• _OBJECTIVE_
Please count the lines in the data below that contain the word "white" and reply with only that number.

• _Pointing dataset records_
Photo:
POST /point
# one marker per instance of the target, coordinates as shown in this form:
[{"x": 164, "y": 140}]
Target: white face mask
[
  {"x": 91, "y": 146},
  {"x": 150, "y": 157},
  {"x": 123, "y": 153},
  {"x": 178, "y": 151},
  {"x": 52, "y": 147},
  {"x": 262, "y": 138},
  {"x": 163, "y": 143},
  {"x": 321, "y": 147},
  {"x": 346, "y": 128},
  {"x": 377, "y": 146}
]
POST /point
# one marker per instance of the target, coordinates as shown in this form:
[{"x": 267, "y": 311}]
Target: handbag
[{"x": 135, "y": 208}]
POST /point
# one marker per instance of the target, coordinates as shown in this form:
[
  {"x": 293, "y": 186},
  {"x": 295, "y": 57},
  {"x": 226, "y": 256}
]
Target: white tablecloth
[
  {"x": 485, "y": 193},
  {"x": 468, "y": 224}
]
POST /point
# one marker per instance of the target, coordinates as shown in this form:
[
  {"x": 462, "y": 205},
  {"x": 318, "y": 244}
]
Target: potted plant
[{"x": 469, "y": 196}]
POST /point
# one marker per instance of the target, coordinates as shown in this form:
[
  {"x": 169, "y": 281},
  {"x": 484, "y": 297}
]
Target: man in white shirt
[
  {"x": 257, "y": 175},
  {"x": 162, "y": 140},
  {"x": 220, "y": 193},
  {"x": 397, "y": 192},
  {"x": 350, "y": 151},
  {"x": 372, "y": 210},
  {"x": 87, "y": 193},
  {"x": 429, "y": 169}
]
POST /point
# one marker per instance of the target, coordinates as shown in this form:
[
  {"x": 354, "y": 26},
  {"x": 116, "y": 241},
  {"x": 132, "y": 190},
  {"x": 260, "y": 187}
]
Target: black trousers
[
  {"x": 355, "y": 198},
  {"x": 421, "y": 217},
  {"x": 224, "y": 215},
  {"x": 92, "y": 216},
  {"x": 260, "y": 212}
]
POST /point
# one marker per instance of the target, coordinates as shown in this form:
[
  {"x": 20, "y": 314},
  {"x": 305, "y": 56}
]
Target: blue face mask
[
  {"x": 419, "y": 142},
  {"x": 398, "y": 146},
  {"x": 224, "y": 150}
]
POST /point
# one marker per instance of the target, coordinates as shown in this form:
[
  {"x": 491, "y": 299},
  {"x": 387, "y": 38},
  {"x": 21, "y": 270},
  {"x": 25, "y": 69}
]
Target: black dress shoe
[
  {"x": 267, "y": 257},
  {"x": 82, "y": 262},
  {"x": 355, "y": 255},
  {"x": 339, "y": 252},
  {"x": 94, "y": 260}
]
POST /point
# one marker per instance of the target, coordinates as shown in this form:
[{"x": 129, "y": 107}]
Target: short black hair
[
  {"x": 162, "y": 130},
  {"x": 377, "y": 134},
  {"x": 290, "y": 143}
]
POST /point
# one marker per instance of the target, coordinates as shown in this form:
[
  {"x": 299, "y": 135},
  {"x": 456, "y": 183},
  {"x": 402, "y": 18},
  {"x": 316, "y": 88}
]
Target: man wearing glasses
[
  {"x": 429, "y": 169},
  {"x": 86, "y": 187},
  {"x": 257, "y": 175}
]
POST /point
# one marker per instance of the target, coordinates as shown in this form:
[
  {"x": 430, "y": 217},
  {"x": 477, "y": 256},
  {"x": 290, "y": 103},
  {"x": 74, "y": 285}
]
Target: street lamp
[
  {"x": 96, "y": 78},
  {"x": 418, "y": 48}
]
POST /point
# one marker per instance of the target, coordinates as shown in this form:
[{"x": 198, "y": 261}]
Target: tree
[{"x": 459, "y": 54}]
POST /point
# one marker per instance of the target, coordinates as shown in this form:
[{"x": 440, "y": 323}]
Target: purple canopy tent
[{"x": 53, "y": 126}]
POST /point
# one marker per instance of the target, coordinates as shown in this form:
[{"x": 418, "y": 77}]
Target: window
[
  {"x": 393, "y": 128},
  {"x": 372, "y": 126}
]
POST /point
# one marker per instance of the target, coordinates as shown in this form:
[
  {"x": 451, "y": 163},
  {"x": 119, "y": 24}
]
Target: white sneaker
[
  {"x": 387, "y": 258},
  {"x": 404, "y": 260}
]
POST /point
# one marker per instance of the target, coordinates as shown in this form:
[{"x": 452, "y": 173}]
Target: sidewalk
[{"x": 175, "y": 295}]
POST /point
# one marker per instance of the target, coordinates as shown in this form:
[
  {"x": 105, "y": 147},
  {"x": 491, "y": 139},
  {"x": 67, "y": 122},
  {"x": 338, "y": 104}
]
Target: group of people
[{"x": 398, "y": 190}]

• _EXPECTED ANSWER_
4